## begin DATA

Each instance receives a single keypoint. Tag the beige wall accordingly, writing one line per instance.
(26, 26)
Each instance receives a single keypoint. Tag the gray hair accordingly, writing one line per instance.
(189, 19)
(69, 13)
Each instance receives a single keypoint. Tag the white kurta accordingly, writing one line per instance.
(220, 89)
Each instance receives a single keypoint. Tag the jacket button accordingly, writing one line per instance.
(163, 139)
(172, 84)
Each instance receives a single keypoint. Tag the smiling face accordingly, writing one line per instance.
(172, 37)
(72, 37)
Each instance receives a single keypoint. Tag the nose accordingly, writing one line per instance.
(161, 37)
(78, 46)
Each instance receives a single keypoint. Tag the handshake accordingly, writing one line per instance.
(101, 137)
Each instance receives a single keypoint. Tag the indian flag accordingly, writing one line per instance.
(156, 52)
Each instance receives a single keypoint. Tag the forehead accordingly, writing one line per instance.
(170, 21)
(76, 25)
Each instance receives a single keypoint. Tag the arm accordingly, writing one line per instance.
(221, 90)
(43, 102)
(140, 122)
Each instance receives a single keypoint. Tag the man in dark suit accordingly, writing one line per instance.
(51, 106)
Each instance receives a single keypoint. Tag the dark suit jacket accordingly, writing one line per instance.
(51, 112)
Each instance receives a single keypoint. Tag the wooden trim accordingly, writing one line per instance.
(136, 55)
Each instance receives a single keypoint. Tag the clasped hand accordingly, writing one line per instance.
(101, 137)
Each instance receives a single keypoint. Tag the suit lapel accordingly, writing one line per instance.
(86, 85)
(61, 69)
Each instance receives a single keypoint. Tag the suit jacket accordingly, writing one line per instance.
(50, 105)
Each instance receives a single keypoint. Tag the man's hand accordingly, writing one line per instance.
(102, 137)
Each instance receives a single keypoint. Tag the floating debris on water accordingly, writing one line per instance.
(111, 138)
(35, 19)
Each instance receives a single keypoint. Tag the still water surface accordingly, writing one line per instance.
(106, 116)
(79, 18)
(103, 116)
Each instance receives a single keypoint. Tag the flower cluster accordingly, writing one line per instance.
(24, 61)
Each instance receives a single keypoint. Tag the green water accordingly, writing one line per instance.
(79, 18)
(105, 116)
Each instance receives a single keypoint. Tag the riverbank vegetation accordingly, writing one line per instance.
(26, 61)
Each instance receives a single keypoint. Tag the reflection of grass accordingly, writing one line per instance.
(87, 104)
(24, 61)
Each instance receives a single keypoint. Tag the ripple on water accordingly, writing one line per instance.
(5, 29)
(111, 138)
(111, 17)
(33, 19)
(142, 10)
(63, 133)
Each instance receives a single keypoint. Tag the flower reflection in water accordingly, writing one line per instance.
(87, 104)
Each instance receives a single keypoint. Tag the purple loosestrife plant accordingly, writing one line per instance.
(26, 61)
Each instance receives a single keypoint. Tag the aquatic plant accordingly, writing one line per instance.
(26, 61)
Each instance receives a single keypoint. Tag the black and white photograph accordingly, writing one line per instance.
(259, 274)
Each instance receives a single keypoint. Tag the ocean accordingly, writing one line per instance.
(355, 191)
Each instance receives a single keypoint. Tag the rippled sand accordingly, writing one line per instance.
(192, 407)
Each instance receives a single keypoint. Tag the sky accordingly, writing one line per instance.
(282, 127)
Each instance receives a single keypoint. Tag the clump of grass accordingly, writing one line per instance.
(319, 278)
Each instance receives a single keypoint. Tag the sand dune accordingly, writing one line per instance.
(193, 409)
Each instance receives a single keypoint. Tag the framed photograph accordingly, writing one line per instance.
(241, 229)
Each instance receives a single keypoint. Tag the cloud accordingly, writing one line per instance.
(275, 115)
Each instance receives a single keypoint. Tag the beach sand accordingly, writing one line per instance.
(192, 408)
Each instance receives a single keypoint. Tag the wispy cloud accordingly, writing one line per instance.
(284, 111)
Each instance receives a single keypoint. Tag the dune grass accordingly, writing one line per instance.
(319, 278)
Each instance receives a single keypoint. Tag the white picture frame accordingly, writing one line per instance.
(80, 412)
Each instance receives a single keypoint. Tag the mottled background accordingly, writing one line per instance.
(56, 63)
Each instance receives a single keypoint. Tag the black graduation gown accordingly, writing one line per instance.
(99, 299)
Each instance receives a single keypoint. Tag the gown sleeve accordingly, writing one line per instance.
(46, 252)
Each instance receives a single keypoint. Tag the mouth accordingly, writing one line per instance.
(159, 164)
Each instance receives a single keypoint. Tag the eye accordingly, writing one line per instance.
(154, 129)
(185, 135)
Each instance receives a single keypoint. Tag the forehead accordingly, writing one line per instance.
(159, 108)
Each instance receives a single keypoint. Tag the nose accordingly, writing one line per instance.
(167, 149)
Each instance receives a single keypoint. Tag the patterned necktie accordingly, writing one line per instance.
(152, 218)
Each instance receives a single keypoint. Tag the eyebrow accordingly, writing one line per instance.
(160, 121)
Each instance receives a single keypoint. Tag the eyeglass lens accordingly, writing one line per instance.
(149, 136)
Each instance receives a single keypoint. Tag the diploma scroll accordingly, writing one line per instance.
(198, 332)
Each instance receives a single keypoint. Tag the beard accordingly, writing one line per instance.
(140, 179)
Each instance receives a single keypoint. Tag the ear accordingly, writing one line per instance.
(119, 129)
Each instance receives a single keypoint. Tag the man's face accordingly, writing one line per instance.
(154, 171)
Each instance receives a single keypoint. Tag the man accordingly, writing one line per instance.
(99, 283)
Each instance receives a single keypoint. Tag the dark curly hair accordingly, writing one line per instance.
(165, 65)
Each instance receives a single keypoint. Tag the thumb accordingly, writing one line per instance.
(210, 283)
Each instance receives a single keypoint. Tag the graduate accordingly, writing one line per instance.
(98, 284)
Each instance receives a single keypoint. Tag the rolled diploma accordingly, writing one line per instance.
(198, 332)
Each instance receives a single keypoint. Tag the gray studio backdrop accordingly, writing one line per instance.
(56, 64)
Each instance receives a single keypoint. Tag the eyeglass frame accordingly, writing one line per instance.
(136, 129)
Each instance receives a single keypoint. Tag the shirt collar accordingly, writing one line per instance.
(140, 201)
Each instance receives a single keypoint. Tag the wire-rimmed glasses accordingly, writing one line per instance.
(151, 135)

## end DATA

PROMPT. Produce an exact copy of the whole listing.

ANSWER TO THE EXERCISE.
Each instance receives a single keypoint. Tag the beige wall accordingly, writing one line per instance.
(26, 26)
Each instance receives a single keypoint. Tag the gray hair accordingly, writing one line per instance.
(189, 19)
(69, 13)
Each instance receives a single keypoint. Tag the white kurta accordingly, writing one line per instance.
(220, 89)
Each instance receives a single keypoint. Tag the jacket button accordingly, writing one line per instance.
(163, 139)
(172, 84)
Each instance receives a single keypoint. Tag the smiling face accordingly, writing one line per instance.
(172, 37)
(72, 37)
Each instance receives a single keypoint. Tag the nose accordingly, writing one line per instance.
(161, 37)
(78, 46)
Each instance receives a single keypoint. Tag the handshake accordingly, writing one line per instance.
(101, 137)
Each instance receives a single keypoint. Tag the indian flag accordingly, writing one line per instance.
(156, 52)
Each instance receives a single keypoint. Tag the forehead accordingly, writing one line per instance.
(170, 21)
(76, 25)
Each instance receives a single keypoint. Tag the arm accordingly, writing one line per instance.
(221, 90)
(43, 102)
(140, 122)
Each instance receives a single keypoint. Tag the man in dark suit accordingly, writing one line per instance.
(51, 106)
Each instance receives a single keypoint. Tag the dark suit jacket accordingly, writing one line per instance.
(51, 112)
Each instance receives a single keypoint. Tag the wooden trim accordingly, writing one line per instance.
(136, 55)
Each instance receives a single keypoint. Tag the clasped hand accordingly, writing one line per instance.
(101, 137)
Each instance receives a single keypoint. Tag the suit lapel accordingly, writing one line per instance.
(86, 85)
(61, 69)
Each instance receives a single keypoint. Tag the suit jacket accordingly, writing one line per instance.
(50, 105)
Each instance receives a single keypoint. Tag the man's hand accordingly, writing one line per instance.
(102, 137)
Each instance receives a single keypoint. Tag the floating debris on water accordingly, writing one line per instance.
(111, 138)
(35, 19)
Each instance receives a single keypoint. Tag the still water surface accordingly, writing one line per instance.
(106, 116)
(79, 18)
(103, 116)
Each instance receives a single keypoint. Tag the flower cluster accordingly, writing one line per instance.
(24, 61)
Each instance receives a single keypoint. Tag the green water accordingly, writing one line per instance.
(79, 18)
(105, 116)
Each instance receives a single keypoint. Tag the riverbank vegetation accordingly, writing one line per instance.
(26, 61)
Each instance receives a single keypoint. Tag the reflection of grass accordingly, writing one line per instance.
(87, 104)
(24, 61)
Each instance receives a single keypoint. Tag the ripple on water accordingly, writing one line per instance.
(5, 29)
(111, 138)
(111, 17)
(33, 19)
(142, 10)
(63, 133)
Each instance receives a single keypoint. Tag the flower reflection in water accordingly, writing one line per instance.
(87, 104)
Each instance receives a single keypoint. Tag the purple loosestrife plant accordingly, writing one line per instance.
(26, 61)
Each instance receives a single keypoint. Tag the aquatic plant accordingly, writing one line per instance.
(26, 61)
Each instance receives a single keypoint. Tag the black and white photograph accordingly, writing one line per instance.
(259, 274)
Each instance receives a single keypoint. Tag the ocean accordingly, writing one line per instance.
(355, 191)
Each instance receives a single keypoint. Tag the rippled sand accordingly, writing one line per instance.
(192, 407)
Each instance receives a single keypoint. Tag the sky accordingly, writing one line per instance.
(282, 127)
Each instance receives a single keypoint. Tag the clump of grass accordingly, writing one line per instance.
(319, 278)
Each instance receives a single keypoint. Tag the sand dune accordingly, writing one line per instance.
(193, 409)
Each instance receives a single keypoint. Tag the framed photograph accordingly, writing one line per instance.
(241, 229)
Each instance receives a single keypoint. Tag the cloud accordingly, writing one line per instance.
(275, 115)
Each instance receives a single keypoint. Tag the beach sand accordingly, writing one line per instance.
(192, 408)
Each instance receives a single keypoint. Tag the wispy cloud accordingly, writing one line per instance.
(284, 111)
Each instance receives a single keypoint. Tag the dune grass accordingly, writing one line per instance.
(319, 278)
Each instance receives a single keypoint. Tag the white picture frame accordingly, writing one line per instance.
(80, 412)
Each instance receives a single keypoint. Tag the mottled background accordingly, writing one line per instance.
(56, 63)
Each instance receives a single keypoint. Tag the black graduation gown accordingly, writing one line per instance.
(99, 299)
Each instance receives a single keypoint. Tag the gown sleeve accordingly, writing one line per instance.
(46, 252)
Each instance receives a single keypoint. Tag the mouth accordingly, writing one line per instance.
(159, 164)
Each instance receives a single keypoint. Tag the eye accordingly, writing one line per instance.
(154, 129)
(185, 135)
Each instance receives a single keypoint. Tag the forehead accordingly, writing one line per instance.
(159, 108)
Each instance receives a single keypoint. Tag the nose accordingly, writing one line per instance.
(167, 149)
Each instance receives a single keypoint. Tag the patterned necktie accordingly, writing one line per instance.
(152, 218)
Each instance receives a single keypoint. Tag the eyebrow accordingly, writing one line per instance.
(160, 121)
Each instance receives a single keypoint. Tag the eyeglass lens accordingly, writing one line per instance.
(149, 136)
Each instance receives a single keypoint. Tag the diploma scroll accordingly, writing one line per instance.
(198, 332)
Each instance receives a single keypoint. Tag the beard accordingly, writing one line per instance.
(140, 179)
Each instance receives a single keypoint. Tag the ear accordingly, writing one line per instance.
(119, 129)
Each instance receives a single keypoint. Tag the man's face accordingly, writing one line per instance.
(154, 171)
Each instance receives a single keypoint. Tag the man accordingly, writing one line per instance.
(99, 283)
Each instance receives a single keypoint. Tag the dark curly hair accordingly, writing one line per instance.
(165, 65)
Each instance receives a single keypoint. Tag the thumb accordingly, writing one line per instance.
(210, 283)
Each instance receives a single keypoint. Tag the graduate accordingly, writing one line per instance.
(98, 284)
Each instance receives a single keypoint. Tag the rolled diploma accordingly, writing one line per instance.
(198, 332)
Each instance receives a single keypoint. Tag the gray studio backdrop accordingly, writing one line per instance.
(56, 64)
Each instance receives a single keypoint. Tag the eyeglass frame accordingly, writing one line per instance.
(136, 129)
Each instance receives a single keypoint. Tag the shirt collar accordingly, writing one line per instance.
(140, 201)
Each instance receives a single keypoint. Tag the wire-rimmed glasses accordingly, writing one line per instance.
(151, 135)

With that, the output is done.